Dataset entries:
BEGIN

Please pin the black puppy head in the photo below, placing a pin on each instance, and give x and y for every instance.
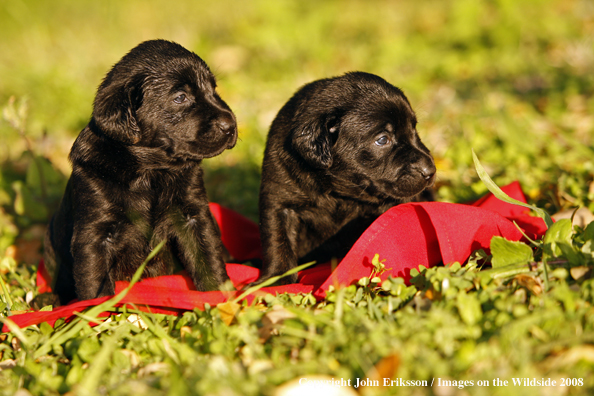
(163, 96)
(362, 131)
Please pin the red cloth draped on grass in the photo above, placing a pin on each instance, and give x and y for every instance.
(406, 236)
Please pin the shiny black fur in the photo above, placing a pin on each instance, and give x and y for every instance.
(340, 152)
(136, 177)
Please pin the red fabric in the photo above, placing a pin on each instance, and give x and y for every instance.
(406, 236)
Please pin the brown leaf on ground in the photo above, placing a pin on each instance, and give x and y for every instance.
(530, 283)
(582, 216)
(229, 311)
(272, 320)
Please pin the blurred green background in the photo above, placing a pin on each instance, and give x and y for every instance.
(513, 79)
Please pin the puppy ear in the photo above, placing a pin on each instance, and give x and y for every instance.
(114, 110)
(313, 140)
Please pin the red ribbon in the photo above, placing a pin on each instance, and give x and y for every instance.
(406, 236)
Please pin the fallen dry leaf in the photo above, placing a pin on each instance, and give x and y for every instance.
(578, 272)
(228, 311)
(530, 283)
(582, 216)
(272, 320)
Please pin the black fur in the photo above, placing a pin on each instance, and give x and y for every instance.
(136, 177)
(339, 153)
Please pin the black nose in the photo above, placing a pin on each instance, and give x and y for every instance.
(227, 125)
(427, 169)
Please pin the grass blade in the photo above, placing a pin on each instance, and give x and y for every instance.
(76, 325)
(271, 281)
(503, 196)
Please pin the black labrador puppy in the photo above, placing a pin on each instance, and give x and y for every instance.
(136, 177)
(340, 152)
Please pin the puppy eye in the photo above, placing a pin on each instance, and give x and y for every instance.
(382, 140)
(180, 99)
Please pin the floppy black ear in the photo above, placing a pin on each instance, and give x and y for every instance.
(114, 110)
(313, 141)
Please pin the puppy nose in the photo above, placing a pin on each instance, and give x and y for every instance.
(227, 125)
(427, 170)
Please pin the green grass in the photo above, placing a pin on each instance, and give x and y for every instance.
(511, 80)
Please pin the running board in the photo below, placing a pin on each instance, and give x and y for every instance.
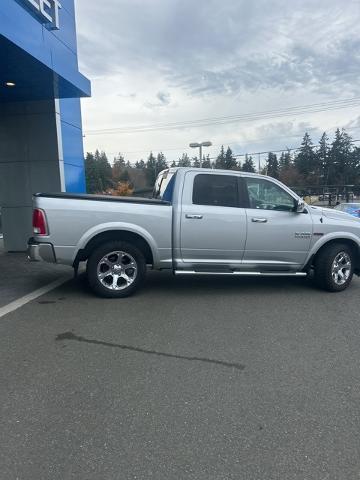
(261, 274)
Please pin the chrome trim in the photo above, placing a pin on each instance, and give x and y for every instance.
(261, 274)
(41, 252)
(259, 220)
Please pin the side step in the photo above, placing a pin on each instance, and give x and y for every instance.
(243, 273)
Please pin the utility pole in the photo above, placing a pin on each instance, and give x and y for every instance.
(199, 146)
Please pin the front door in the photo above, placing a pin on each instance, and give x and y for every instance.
(277, 235)
(213, 226)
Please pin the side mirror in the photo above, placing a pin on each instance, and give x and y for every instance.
(300, 206)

END

TO DO:
If an entry holds a picture, leave the picture out and repeat the rest exactly.

RESPONSE AREA:
Please pin the black puppy head in the photo below, placing a pin on each instance, and give x and y for every instance.
(163, 96)
(362, 131)
Please pin the red cloth draped on grass in the photo above, placing a pin on each instance, and give x and y for every instance.
(406, 236)
Please pin the shiny black fur in the photo above, placing a pin on each instance, and give x and y for every instance.
(340, 152)
(136, 177)
Please pin the red fabric in the photo above, placing a pin on each instance, and give x and y for every instance.
(406, 236)
Please pin the brown leaf on ground in the photo above, placing a pin on each instance, and give x and y for every instance.
(530, 283)
(582, 216)
(229, 311)
(272, 320)
Please pin the blurred green background in the photo above, placing a pin on each instance, and give x and y for every instance.
(513, 79)
Please pin the puppy ear in the photo above, placing a pin on each instance, and give x and y for every instance.
(114, 110)
(313, 140)
Please pin the red ribbon in the photo above, placing a pin on each instance, and give x and y for every instance.
(406, 236)
Please pin the fallen dry leaf in the photo above, placing a pin on each instance, and give x and y for every instance.
(578, 272)
(228, 311)
(530, 283)
(582, 216)
(272, 320)
Please pin the black fur in the photo above, placing a pin on each instance, and give x and y for every instance.
(136, 177)
(339, 153)
Please pin the black nose in the photo above, placing a pin on each instance, and give x and y for every instance.
(227, 125)
(427, 169)
Please pin the grass blade in the photo above, placing a pin on each instance, and give x and y for every instance.
(76, 325)
(271, 281)
(503, 196)
Please pin the black labrador puppy in the photo above, placing a pin on each instance, and give x and y for every instance.
(136, 177)
(340, 152)
Please pin the puppy eye in the photo above, placing a pin on each instance, and give x and y for every instance.
(382, 140)
(180, 99)
Please pin the floppy black ear in the photo above, placing a pin on each instance, and give x and y for every instance.
(114, 110)
(313, 141)
Please pin the puppy nose in the photo above, placing a pin on each instance, and give x and y for every instance.
(227, 125)
(427, 170)
Please pin the green grass in the photo above, placing a pin on each instance, and give x and y for every instance.
(511, 80)
Please pin the running board in the photo below, placing a pin on each instance, and give x and y for every instance.
(261, 274)
Please pin the chrome trim in the photo above, placing a pin on each instance, and give x and y for every instance.
(261, 274)
(41, 252)
(259, 220)
Please pin the side step in the photo above, placing a pin on each instance, and give x and y for every instance.
(243, 273)
Please pin the utility pole in the photo above, placing a pin on each instance, and give x and y for every instance.
(199, 146)
Please pin the front door in the photo above, placing a pin on each instance, and give x and y for every instance.
(277, 235)
(213, 226)
Please pin the side mirror in the photo above, placing a pin on each instance, and give x and y for every instance.
(300, 206)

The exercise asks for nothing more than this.